▶ **MATERIAL SUPPLIED**
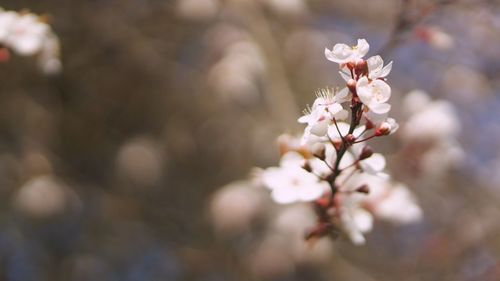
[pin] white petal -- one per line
(363, 220)
(373, 164)
(386, 70)
(364, 92)
(380, 108)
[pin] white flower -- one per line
(386, 200)
(374, 94)
(387, 127)
(355, 220)
(290, 183)
(376, 68)
(326, 108)
(26, 34)
(436, 121)
(341, 53)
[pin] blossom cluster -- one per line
(331, 166)
(27, 34)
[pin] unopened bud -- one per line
(320, 230)
(363, 189)
(318, 150)
(306, 166)
(367, 152)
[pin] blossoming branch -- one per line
(28, 34)
(332, 166)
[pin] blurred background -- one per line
(112, 169)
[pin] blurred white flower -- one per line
(235, 206)
(355, 220)
(398, 206)
(27, 34)
(291, 183)
(435, 37)
(342, 53)
(435, 120)
(326, 108)
(374, 94)
(48, 58)
(43, 197)
(387, 127)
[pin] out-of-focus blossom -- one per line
(342, 53)
(139, 163)
(289, 8)
(28, 34)
(376, 68)
(197, 10)
(435, 37)
(398, 206)
(44, 197)
(291, 183)
(235, 207)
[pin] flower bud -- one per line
(350, 138)
(361, 67)
(367, 152)
(351, 85)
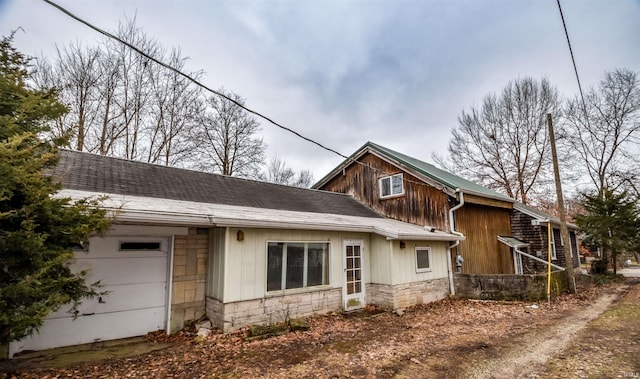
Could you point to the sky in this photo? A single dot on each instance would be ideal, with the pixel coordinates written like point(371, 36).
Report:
point(397, 73)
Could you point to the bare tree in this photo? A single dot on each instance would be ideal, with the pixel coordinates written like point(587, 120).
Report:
point(120, 102)
point(503, 143)
point(226, 141)
point(176, 105)
point(75, 76)
point(278, 172)
point(603, 132)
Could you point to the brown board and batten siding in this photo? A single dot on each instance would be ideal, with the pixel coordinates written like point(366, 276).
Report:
point(421, 203)
point(482, 252)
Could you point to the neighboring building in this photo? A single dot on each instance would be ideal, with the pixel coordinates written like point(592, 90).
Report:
point(186, 244)
point(532, 226)
point(410, 190)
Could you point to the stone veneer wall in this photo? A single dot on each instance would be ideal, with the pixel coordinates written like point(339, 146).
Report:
point(189, 276)
point(268, 310)
point(405, 295)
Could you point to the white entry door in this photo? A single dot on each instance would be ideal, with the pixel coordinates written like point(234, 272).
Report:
point(134, 271)
point(354, 291)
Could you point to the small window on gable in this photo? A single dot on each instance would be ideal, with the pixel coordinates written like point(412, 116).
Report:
point(391, 186)
point(423, 259)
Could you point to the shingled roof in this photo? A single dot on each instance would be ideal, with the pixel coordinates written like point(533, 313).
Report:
point(100, 174)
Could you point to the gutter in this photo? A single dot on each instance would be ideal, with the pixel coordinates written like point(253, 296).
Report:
point(452, 230)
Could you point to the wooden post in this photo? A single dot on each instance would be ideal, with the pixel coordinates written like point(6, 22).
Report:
point(563, 217)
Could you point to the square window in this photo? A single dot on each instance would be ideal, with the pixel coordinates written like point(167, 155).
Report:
point(391, 186)
point(423, 259)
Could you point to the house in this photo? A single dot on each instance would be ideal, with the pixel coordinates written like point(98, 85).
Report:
point(410, 190)
point(186, 244)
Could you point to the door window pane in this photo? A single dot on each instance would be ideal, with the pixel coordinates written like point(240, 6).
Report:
point(317, 265)
point(423, 262)
point(274, 266)
point(295, 265)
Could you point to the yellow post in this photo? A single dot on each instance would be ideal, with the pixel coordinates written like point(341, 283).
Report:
point(550, 235)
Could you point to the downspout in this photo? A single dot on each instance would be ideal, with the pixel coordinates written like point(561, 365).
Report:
point(452, 230)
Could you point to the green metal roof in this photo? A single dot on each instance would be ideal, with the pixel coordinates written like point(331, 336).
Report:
point(443, 177)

▶ **YOUR GOAL**
Beginning with the line above that contains "[pin] blurred white flower -- one per line" and finishing with the line that contains "Could you point to the brown", print those lines exactly and only. Skip all pictures.

▶ **RESPONSE AREA**
[pin] blurred white flower -- one per line
(235, 206)
(355, 220)
(398, 206)
(27, 34)
(291, 183)
(435, 37)
(342, 53)
(435, 120)
(326, 108)
(374, 94)
(48, 58)
(43, 197)
(387, 127)
[pin] out-of-focus blossom -- one per line
(342, 53)
(139, 163)
(289, 8)
(28, 34)
(376, 68)
(197, 10)
(435, 37)
(398, 206)
(44, 197)
(291, 183)
(235, 207)
[pin] flower bud -- one per line
(350, 138)
(361, 67)
(367, 152)
(351, 85)
Could you point to the sky in this photo? A single dot on each instance would be ideal, with the pixel coordinates written like point(371, 36).
Report:
point(397, 73)
Could you point to the bare tree in this photo? A single dot on each instance would be ideal, with the pixel coordinates written like point(587, 120).
Report:
point(120, 102)
point(503, 143)
point(226, 141)
point(176, 105)
point(75, 76)
point(278, 172)
point(603, 132)
Could you point to the brown board and batten siding in this photo? A single dot on each instance would be ideal, with the pixel coordinates written like point(366, 276).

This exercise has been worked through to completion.